EXTRACT PROVIDED:
********************
Our review of the incident shows that Officer Whelan was justified in firing the shots and accordingly no Grand Jury presentment is warranted. In addition, our investigation shows that Officer Whelan is to be commended for his conduct. His action protected the lives of four occupants of the store.

 

I believe, had he not taken a brave course of action, it is very possible we would be investigating multiple homicides of the innocent people in the store. His quick response is the very action which police officers are trained for and sworn to perform.

 Defts.' Ex. F. On June 21, 1993 Whelan received the Medal of Honor, the highest award conferred by the City of Long Beach Police Department, in recognition of his conduct during the attempted robbery of the Foodtown store.

 An investigation was also conducted by the Federal Bureau of Investigation, the results of which were reviewed by the Civil Rights Division of the United States Department of Justice. In a letter to Whelan, dated March 1, 1995, Linda K. Davis, the Chief of the Criminal Section of the Civil Rights Division, concluded as follows with respect to "allegations that you were involved in a criminal violation of the civil rights statutes regarding the deprivation of the civil rights of Dexter Chandie":

 

After a careful review of the investigative reports in this matter, and based upon the information currently available to this Department, we have concluded that this matter should be closed and that no further action is warranted.

 Defts.' Ex. G.

 DISCUSSION

 A. Summary Judgment Standard.

 Pursuant to Federal Rule of Civil Procedure 56(c), summary judgment should be granted if "the pleadings, depositions, answers to interrogatories, and admissions on file, together with the affidavits, if any, show that there is no genuine issue as to any material fact and that the moving party is entitled to summary judgment as a matter of law." The standards for granting summary judgment are well known. It is the movant's burden to demonstrate the absence of any genuine issue as to any material fact and that it is entitled to a judgment as a matter of law. See Adickes v. S.H. Kress & Co., 398 U.S. 144, 157, 26 L. Ed. 2d 142, 90 S. Ct. 1598 (1970). A material fact is one whose resolution would "affect the outcome of the suit under governing law," and a dispute is genuine "if the evidence is such that a reasonable jury could return a verdict for the non-moving party." Anderson v. Liberty Lobby, Inc., 477 U.S. 242, 248, 91 L. Ed. 2d 202, 106 S. Ct. 2505 (1986). Finally, "all justifiable inferences" from the factual record before the court are to be drawn in favor of the non-movant. Id. at 255.

 B. The Section 1983 Claim.
********************
INSTRUCTIONS TO FOLLOW:
Render into Spanish this sentence from the court opinion above: "His action protected the lives of four occupants of the store."
********************
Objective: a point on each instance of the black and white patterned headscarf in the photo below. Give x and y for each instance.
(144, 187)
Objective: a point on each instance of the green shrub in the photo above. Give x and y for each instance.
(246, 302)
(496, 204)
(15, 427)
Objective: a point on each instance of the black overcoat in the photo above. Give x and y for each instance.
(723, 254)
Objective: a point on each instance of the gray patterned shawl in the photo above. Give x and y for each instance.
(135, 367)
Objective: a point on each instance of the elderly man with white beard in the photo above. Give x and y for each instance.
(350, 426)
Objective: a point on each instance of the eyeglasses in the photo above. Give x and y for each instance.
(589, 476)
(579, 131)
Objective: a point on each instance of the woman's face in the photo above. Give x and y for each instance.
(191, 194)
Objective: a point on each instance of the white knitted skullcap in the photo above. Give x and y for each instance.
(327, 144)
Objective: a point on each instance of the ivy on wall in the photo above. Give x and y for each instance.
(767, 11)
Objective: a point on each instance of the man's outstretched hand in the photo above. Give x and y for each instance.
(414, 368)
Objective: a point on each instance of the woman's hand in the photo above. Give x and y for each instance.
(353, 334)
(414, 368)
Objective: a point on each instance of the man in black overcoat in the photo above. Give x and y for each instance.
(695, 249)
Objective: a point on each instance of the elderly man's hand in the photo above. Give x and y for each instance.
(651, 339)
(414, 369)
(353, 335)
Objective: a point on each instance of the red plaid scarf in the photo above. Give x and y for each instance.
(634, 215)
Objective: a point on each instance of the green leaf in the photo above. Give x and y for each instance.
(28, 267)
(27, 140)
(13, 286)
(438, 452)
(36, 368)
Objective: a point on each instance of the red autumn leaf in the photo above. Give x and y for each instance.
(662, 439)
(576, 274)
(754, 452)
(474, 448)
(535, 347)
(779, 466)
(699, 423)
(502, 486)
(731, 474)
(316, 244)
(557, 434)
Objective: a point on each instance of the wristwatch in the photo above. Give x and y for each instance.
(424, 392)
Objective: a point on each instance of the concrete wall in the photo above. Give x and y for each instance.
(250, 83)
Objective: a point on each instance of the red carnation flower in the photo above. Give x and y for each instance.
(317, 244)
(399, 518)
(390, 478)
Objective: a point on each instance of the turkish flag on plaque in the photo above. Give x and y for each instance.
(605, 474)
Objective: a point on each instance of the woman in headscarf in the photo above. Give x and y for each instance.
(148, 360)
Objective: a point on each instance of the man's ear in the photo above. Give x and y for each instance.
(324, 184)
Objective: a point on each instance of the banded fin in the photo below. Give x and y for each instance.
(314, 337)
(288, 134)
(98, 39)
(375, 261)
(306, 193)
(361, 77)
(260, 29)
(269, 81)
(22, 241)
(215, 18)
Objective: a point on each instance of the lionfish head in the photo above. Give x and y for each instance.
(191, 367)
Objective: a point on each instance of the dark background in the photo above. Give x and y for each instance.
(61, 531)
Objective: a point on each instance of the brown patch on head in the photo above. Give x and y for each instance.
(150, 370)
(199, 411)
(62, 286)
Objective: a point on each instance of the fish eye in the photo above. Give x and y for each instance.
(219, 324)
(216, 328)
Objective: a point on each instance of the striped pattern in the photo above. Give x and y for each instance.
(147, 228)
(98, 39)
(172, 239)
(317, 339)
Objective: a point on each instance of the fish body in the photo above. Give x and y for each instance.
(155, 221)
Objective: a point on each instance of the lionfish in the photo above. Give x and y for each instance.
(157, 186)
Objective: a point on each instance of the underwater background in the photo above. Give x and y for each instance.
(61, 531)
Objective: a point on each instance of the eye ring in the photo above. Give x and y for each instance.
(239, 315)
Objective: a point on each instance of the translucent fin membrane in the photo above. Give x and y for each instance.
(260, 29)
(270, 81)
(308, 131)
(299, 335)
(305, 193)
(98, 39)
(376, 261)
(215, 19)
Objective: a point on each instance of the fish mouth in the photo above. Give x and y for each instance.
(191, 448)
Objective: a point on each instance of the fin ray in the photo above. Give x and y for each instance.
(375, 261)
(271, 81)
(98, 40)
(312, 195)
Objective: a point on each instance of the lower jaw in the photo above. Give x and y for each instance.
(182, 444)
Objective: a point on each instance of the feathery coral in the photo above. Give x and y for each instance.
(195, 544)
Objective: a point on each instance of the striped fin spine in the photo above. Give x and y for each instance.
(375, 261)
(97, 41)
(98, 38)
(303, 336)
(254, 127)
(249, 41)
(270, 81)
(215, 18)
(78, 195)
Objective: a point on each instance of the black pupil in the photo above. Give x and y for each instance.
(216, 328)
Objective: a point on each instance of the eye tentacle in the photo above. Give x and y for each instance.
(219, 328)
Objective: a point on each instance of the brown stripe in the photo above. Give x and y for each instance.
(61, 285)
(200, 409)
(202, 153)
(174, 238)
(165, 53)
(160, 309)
********************
SOLUTION TO THIS TASK:
Su actuación protegió la vida de cuatro ocupantes de la tienda.